### WRITTEN TASK A:
Copy the forwarded news item about Colombia's guerrillas from "The Communist insurgents, who" to "daily, El Tiempo.".

___ DOCUMENT TEXT ___

Michael Jovic Mike_Jovic at
Wed Oct 2 07:49:25 MDT 1996


Not sure if the following will help, but here is what i received in my
mailbox. It might be worth dropping reuters a line?

Mike Jovic
Hertfordshire, England

  Date: 27 September 1996 15:10
  Thursday September 26 3:05 PM EDT
  Internet plug pulled on Colombia's guerrillas

     BOGOTA, Colombia - A Colombian guerrilla group currently involved in a
     bloody offensive in the mountains and jungles, suffered a setback in
     its propaganda battle when its new-tech voice on the Internet was
     mysteriously silenced.

     The Revolutionary Armed Forces of Colombia (FARC), which has
     periodically paralyzed half the country with road blocks, found its
     route to the information superhighway barred.

     The Communist insurgents, who rose up in arms in 1964, embraced new
     technology last year in their fight to overthrow the government by
     launching a home page on the Internet.

     But in unexplained circumstances, which a spokeswoman for the Mexico
     City-based Internet provider Teesnet said may or may not be linked to
     external pressures, the plug was pulled on the service Monday -- a day
     after being publicized in Colombia's leading daily, El Tiempo.

___ MATERIALS PROVIDED ___

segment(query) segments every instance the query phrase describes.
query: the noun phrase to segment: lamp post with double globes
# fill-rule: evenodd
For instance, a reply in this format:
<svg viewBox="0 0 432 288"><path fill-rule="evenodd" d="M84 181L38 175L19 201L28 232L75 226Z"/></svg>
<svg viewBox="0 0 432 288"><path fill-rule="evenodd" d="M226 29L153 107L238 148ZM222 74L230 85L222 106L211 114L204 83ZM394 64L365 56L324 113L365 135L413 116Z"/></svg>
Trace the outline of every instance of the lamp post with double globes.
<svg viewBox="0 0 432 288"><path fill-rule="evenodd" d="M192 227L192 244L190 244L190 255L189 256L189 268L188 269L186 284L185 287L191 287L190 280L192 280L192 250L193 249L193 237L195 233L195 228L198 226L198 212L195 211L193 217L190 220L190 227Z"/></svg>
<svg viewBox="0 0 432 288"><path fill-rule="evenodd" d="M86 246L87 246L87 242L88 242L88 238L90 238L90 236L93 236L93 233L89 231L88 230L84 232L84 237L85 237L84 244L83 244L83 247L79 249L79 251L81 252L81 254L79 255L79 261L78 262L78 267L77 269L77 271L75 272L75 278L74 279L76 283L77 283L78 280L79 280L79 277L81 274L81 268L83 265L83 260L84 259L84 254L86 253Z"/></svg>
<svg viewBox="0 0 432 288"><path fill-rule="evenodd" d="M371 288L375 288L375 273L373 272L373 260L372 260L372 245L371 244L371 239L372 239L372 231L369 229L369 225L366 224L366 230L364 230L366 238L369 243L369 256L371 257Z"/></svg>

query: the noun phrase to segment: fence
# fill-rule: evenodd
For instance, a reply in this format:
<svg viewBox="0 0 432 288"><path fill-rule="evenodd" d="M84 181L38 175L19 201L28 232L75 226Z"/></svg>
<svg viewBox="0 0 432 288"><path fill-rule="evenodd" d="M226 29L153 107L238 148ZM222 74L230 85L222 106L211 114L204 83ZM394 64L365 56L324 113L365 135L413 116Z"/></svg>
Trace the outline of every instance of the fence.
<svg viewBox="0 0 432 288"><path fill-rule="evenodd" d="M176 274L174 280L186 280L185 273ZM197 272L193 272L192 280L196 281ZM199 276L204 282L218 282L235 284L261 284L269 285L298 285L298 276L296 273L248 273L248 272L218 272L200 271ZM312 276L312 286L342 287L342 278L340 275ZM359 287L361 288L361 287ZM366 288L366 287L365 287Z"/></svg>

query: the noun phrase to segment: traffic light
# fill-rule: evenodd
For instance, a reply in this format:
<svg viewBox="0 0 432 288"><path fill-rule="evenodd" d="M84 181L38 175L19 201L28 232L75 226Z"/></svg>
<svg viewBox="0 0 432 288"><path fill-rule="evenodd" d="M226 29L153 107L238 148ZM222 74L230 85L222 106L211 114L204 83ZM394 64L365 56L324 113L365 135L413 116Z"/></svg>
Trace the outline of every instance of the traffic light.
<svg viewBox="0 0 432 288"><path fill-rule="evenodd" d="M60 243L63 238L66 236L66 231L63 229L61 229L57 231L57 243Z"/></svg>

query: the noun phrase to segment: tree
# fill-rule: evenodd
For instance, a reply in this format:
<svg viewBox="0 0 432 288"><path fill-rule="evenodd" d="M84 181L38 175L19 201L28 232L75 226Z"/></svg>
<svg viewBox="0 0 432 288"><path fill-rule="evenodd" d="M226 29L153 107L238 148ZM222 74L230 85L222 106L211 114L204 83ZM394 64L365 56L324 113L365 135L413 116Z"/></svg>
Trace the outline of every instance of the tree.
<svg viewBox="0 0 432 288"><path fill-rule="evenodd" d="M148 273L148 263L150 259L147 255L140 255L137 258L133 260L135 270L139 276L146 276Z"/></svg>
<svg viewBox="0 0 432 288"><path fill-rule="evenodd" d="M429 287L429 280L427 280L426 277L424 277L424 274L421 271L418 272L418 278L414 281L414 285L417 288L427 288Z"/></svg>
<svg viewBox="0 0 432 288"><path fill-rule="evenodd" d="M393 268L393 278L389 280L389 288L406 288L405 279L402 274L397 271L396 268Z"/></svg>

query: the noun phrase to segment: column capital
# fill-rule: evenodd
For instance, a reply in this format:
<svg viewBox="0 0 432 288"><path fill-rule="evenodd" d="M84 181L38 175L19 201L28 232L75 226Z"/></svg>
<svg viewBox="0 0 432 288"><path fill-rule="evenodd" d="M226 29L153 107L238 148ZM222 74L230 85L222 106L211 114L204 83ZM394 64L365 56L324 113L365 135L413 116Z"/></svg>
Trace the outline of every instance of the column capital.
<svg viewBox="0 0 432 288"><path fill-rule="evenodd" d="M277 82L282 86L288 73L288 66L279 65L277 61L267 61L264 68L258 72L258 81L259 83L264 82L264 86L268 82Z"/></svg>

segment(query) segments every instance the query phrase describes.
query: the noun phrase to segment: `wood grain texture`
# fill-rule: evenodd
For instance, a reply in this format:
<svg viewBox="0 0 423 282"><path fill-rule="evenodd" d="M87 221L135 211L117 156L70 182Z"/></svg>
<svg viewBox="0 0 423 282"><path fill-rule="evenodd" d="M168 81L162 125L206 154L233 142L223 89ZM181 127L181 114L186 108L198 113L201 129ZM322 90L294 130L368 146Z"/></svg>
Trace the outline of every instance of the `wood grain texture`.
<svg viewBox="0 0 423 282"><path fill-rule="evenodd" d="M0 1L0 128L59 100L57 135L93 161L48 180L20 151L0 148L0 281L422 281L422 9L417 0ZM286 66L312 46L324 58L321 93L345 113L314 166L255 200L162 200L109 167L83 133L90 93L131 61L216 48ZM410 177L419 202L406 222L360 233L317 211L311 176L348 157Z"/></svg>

___

### WRITTEN TASK B:
Rewrite the records from their first line through the line containing "Trace the outline of every instance of the lamp", with "double globes" changed to "twin globes" and nothing else altered.

### WRITTEN RESPONSE A:
The Communist insurgents, who rose up in arms in 1964, embraced new
     technology last year in their fight to overthrow the government by
     launching a home page on the Internet.

     But in unexplained circumstances, which a spokeswoman for the Mexico
     City-based Internet provider Teesnet said may or may not be linked to
     external pressures, the plug was pulled on the service Monday -- a day
     after being publicized in Colombia's leading daily, El Tiempo.

### WRITTEN RESPONSE B:
segment(query) segments every instance the query phrase describes.
query: the noun phrase to segment: lamp post with twin globes
# fill-rule: evenodd
For instance, a reply in this format:
<svg viewBox="0 0 432 288"><path fill-rule="evenodd" d="M84 181L38 175L19 201L28 232L75 226Z"/></svg>
<svg viewBox="0 0 432 288"><path fill-rule="evenodd" d="M226 29L153 107L238 148ZM222 74L230 85L222 106L211 114L204 83ZM394 64L365 56L324 113L365 135L413 116Z"/></svg>
Trace the outline of every instance of the lamp post with twin globes.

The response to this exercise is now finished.